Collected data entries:
---

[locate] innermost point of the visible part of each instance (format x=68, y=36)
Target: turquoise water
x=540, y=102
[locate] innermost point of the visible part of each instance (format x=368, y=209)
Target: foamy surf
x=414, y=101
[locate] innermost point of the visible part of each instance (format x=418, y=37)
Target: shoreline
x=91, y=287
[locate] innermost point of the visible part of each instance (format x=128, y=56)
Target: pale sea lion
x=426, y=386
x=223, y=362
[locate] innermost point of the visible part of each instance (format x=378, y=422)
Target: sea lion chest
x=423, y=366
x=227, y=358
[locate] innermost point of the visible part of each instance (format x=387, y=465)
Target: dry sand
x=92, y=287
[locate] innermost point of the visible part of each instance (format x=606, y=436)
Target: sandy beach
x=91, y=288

---

### WRITTEN TASK
Please reproduce only the part that opens with the line containing "(format x=378, y=422)" and closes with the end of the material, swapping "dry sand" for "wet sand" and leaving everything else as it is.

### COMPLETED TASK
[locate] innermost point of the visible part of each instance (format x=378, y=422)
Target: sea lion chest
x=423, y=366
x=227, y=358
[locate] innermost point of the visible part of each instance (format x=387, y=465)
Target: wet sand
x=92, y=287
[locate] innermost point of the visible part of each instance (format x=606, y=436)
Target: sandy beach
x=91, y=288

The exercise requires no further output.